Reproduce the passage on root canal treatment word for word, starting at "Three critical factors" and ending at "become infected tissue.".

- [EXCERPTED PASSAGE]
○ ○ ○ ○
Not all root canal treatments are the same. Root canal treatment is one of the most technically challenging procedures that a dentist undertakes. The procedure needs to be done to the highest standards.
Three critical factors influence the outcome of root canal treatments:
- The competence of the dentist
- The anatomy of the tooth
- The immune system of the patient
The holistic dentists at SHDC always consider each patient individually, based on their systemic and oral health.
Why would you need a root canal treatment?
The pulp within a tooth can die because of decay or trauma and become gangrenous. Problems with the pulp may be associated with pain but are often not painful at all.
If left untreated, the presence of bacteria and toxins from the gangrenous pulp of the tooth can result in an abscess, which is an accumulation of pus at the root tip, eventually resulting in the loss of supporting bone around the tooth. On an X-ray of the tooth, this shows up as a shadow, where the healthy bone has become infected tissue.
When the pulp dies, the dead tissue remains inside the tooth because there is no blood supply to fight the bacteria and toxins. Thus, a root canal treatment is needed to clean out inside the tooth. Antiseptic dressings are placed within the tooth and eventually, the canal is filled.
What’s the controversy with root canal treatments?
There are two differing views with regard to root canal treatment (RCT).
The case against root canal treatments:
The long-term presence of bacteria and toxins within a tooth is a challenge to the immune system, and a threat to the health of the patient… replacing the tooth involves a removable denture, a fixed bridge or an implant.
○ ○ ○ ○
(Items contained in a dataset)
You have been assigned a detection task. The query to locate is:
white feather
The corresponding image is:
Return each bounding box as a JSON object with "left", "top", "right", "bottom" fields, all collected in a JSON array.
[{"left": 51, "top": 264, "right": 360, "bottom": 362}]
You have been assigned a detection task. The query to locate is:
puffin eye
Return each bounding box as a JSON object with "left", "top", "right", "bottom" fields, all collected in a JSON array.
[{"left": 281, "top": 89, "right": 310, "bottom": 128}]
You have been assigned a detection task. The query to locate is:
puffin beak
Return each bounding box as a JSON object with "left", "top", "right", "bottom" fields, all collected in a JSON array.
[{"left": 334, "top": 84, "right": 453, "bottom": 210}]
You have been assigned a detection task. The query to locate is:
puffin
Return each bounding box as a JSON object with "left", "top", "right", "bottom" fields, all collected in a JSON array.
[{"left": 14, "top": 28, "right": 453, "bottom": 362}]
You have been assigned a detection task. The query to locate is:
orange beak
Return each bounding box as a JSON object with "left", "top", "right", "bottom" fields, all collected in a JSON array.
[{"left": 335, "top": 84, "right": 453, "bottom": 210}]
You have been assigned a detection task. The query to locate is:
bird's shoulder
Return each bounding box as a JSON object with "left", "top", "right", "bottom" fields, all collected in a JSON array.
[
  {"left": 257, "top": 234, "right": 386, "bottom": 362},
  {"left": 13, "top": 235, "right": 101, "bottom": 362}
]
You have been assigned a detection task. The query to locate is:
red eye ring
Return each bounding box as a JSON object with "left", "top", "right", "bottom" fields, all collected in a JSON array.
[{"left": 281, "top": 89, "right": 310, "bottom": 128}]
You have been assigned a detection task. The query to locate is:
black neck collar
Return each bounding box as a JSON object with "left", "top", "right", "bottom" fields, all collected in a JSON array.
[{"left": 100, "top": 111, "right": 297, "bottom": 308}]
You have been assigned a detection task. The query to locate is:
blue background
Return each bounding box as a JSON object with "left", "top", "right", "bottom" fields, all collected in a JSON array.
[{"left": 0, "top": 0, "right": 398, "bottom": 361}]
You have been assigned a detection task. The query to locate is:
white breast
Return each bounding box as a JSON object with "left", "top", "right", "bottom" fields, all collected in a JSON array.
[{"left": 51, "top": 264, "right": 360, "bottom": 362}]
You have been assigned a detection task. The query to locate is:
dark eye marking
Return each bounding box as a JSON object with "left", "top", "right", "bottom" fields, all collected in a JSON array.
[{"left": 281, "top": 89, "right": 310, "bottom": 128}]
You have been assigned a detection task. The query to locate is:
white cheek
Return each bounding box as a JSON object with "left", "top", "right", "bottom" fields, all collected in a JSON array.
○ ○ ○ ○
- [RESPONSE]
Three critical factors influence the outcome of root canal treatments:
- The competence of the dentist
- The anatomy of the tooth
- The immune system of the patient
The holistic dentists at SHDC always consider each patient individually, based on their systemic and oral health.
Why would you need a root canal treatment?
The pulp within a tooth can die because of decay or trauma and become gangrenous. Problems with the pulp may be associated with pain but are often not painful at all.
If left untreated, the presence of bacteria and toxins from the gangrenous pulp of the tooth can result in an abscess, which is an accumulation of pus at the root tip, eventually resulting in the loss of supporting bone around the tooth. On an X-ray of the tooth, this shows up as a shadow, where the healthy bone has become infected tissue.